## Requirement
Identify all lines below that hold "blue" and collect them.

· · · · ·

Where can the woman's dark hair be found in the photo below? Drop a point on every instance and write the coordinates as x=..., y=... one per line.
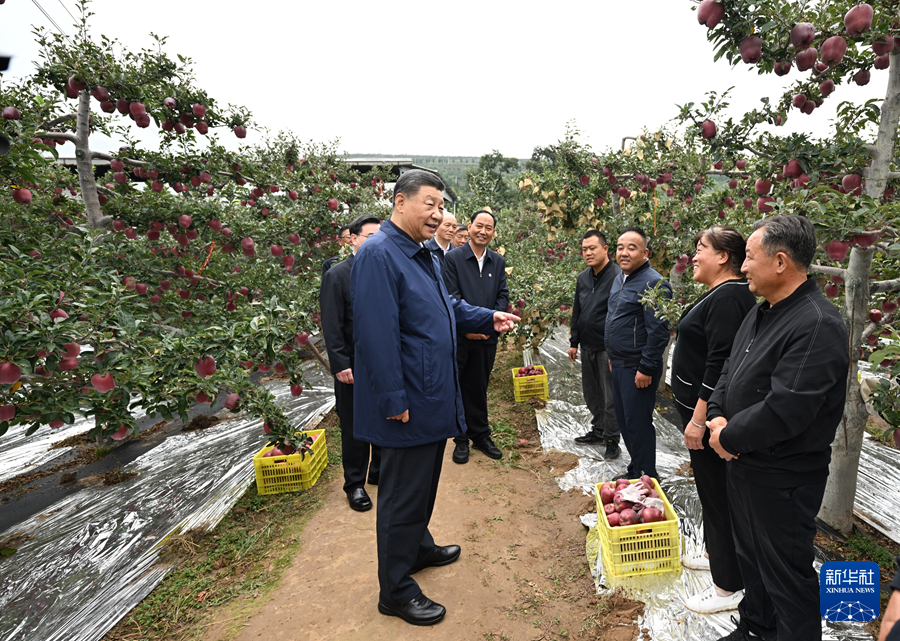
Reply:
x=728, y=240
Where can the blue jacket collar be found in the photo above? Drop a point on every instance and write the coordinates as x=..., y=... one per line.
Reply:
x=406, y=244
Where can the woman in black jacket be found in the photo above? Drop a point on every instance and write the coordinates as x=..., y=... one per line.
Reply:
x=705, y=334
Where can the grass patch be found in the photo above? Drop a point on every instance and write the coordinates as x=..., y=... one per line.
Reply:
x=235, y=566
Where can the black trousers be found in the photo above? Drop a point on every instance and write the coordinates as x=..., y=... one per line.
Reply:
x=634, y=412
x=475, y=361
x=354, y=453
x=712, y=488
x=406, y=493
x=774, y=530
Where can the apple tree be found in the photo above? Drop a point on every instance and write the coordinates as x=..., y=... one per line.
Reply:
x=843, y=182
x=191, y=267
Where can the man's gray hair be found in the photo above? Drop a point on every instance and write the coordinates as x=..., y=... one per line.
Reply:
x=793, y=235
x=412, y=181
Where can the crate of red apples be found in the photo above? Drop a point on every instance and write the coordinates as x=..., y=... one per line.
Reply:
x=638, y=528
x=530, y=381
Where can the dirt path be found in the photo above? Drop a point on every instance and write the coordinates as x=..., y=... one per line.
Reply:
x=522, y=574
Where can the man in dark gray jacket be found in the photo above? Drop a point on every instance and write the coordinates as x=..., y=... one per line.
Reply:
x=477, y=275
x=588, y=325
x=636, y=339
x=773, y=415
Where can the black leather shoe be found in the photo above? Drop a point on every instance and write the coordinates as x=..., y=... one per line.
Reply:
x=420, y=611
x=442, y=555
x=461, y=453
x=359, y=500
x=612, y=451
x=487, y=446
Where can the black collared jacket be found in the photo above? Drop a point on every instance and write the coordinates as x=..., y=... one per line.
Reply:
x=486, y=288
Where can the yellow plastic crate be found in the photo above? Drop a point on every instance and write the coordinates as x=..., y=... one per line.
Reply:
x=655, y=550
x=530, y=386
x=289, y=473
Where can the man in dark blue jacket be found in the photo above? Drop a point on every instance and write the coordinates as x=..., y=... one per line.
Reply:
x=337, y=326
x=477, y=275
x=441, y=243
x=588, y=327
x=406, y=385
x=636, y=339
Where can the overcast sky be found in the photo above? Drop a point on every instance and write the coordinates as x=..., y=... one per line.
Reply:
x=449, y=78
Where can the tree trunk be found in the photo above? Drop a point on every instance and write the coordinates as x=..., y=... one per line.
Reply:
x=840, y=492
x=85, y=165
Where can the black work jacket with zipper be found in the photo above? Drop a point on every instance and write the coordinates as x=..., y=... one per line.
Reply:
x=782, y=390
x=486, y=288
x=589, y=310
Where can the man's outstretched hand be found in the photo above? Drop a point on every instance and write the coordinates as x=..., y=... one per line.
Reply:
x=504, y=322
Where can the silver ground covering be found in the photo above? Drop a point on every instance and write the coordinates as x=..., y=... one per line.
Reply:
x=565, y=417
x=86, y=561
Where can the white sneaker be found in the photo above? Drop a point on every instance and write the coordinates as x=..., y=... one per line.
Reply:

· · · · ·

## Result below
Where can the blue jacket collar be found in the photo above? Drop a point on every instance and write the coordinates as x=..., y=... one per line.
Where can the man in dark blue jacket be found in the photo above? Drop a point on every instance and write the coordinates as x=..., y=... one per line.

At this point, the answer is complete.